__Instructions to follow__:
The line containing "--holes=even-odd" marks the end: restate word for word every line from the first line of the entries below through that one.

(Collected data entries)
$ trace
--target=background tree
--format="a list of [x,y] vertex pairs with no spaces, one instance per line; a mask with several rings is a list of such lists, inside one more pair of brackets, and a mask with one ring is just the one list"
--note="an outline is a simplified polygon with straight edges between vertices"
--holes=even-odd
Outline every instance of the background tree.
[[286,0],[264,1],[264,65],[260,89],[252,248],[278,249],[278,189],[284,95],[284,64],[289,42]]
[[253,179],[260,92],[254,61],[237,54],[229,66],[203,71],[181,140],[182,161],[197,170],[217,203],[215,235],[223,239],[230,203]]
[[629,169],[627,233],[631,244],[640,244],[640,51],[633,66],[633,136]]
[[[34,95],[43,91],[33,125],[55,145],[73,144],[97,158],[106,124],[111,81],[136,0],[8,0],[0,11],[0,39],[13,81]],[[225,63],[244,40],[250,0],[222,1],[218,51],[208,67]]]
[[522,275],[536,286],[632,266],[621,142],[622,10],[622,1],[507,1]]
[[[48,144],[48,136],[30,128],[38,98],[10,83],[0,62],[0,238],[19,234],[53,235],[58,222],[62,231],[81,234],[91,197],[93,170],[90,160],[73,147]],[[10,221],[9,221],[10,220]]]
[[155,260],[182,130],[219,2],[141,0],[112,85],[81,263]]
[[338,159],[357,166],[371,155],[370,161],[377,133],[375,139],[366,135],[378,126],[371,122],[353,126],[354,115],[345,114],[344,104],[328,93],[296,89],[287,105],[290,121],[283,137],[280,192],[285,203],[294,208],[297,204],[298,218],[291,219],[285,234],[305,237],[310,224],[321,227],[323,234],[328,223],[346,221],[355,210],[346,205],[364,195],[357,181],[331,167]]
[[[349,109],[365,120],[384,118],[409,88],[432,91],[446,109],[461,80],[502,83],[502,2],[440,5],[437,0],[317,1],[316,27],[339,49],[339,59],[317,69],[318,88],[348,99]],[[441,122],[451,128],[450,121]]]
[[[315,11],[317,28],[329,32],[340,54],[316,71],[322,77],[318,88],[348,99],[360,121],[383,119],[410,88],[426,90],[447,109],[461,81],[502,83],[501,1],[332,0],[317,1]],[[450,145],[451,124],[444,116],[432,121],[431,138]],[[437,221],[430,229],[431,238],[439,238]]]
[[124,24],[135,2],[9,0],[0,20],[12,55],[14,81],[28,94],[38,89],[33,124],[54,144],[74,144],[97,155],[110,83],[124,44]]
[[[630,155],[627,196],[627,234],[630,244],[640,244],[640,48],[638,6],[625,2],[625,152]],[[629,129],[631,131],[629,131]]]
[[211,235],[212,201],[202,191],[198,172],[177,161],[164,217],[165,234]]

__Answer for the task__:
$ trace
--target=background tree
--format="a list of [x,y] vertex pairs with no spaces, one instance per line; a mask with several rings is a list of such lists, inside one more pair of brackets, and a mask with one ring is just the one list"
--note="an outline is a simplified polygon with straight edges between vertices"
--holes=even-odd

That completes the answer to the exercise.